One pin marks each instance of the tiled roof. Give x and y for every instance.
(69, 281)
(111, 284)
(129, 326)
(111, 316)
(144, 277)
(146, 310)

****

• TASK ITEM: Output all of the data again. Match it exactly.

• RESPONSE:
One pin marks each instance of the tiled roof. Give x and y for every instance.
(69, 281)
(111, 284)
(129, 326)
(111, 316)
(144, 277)
(146, 310)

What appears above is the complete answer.